(Directions for this task): Skip every picture and copy only the lines from the one containing "Output: a JSON" to the final line of the records below.

(Stored entries):
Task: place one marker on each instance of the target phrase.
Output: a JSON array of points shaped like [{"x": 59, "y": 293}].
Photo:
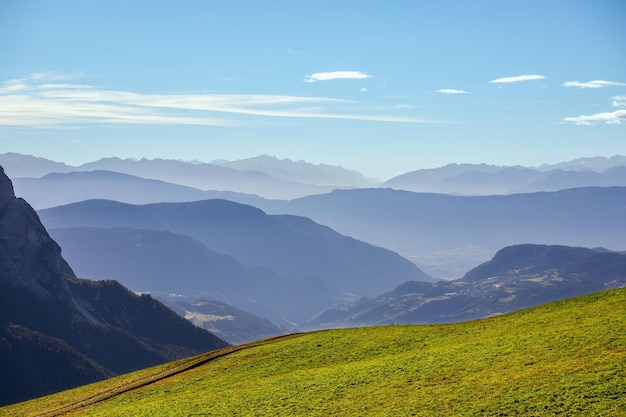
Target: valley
[
  {"x": 565, "y": 357},
  {"x": 250, "y": 270}
]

(Solution):
Output: a JSON array of points shaped like [{"x": 59, "y": 293}].
Photo:
Target: valley
[
  {"x": 565, "y": 357},
  {"x": 250, "y": 270}
]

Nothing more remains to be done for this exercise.